Items from a dataset
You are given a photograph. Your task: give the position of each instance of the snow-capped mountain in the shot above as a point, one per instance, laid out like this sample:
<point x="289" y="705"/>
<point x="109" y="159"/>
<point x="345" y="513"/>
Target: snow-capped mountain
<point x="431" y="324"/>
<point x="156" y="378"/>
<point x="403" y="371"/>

- _Exercise requirements_: Rewrite every line of the records above as a numbered list, omitting any blank lines.

- _Result_:
1. You are given a photograph. Your task: give the position of each instance of the snow-capped mountain in the shot above as a point, one per instance, laid out like this sample:
2. <point x="289" y="705"/>
3. <point x="109" y="159"/>
4. <point x="345" y="513"/>
5. Target: snow-capped mountain
6. <point x="431" y="324"/>
7. <point x="156" y="378"/>
8. <point x="403" y="371"/>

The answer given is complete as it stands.